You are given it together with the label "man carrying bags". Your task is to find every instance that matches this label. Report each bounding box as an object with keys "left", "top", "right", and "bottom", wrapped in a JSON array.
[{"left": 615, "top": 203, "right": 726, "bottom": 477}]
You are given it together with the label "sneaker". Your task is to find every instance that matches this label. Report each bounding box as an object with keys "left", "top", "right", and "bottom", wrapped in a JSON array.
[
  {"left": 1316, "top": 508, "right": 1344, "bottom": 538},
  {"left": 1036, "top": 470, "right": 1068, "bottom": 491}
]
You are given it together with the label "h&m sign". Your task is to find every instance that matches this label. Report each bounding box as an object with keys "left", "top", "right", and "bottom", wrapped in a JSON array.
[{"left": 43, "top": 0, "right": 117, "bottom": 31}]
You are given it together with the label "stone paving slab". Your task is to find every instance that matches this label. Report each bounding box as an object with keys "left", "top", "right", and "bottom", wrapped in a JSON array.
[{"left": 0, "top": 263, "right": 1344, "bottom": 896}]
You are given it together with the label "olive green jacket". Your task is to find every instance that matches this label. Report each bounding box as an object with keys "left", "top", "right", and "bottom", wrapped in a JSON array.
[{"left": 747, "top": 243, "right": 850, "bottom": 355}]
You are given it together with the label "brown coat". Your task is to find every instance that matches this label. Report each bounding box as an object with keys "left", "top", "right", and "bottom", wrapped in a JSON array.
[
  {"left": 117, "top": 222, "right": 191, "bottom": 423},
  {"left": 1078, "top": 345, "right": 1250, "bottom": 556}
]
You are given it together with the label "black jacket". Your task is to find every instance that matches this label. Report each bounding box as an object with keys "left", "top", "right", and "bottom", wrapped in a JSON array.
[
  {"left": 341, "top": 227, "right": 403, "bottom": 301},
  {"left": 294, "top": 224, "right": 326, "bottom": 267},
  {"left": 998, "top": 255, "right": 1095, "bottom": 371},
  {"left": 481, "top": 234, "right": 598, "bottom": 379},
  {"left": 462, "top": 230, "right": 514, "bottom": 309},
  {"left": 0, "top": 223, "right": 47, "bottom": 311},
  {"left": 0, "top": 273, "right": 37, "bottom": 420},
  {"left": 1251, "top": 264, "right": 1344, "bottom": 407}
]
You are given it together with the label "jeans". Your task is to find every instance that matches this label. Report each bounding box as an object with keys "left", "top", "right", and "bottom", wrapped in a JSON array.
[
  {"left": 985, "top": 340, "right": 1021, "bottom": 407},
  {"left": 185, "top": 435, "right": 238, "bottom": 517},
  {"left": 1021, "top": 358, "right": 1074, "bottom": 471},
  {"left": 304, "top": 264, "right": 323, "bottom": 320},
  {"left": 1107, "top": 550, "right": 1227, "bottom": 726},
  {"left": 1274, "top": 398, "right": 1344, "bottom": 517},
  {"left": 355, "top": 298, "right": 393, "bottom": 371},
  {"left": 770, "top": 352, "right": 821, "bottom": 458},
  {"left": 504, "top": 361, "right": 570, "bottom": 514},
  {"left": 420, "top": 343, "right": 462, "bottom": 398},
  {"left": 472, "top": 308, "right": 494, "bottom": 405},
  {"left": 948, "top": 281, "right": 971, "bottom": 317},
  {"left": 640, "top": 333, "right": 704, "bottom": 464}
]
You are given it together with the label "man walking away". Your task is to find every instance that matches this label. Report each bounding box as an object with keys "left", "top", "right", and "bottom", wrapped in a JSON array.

AIM OF THE TASK: Determine how many lines in the entries above contain the word "brown". Reply with that number alone.

THE OUTPUT: 1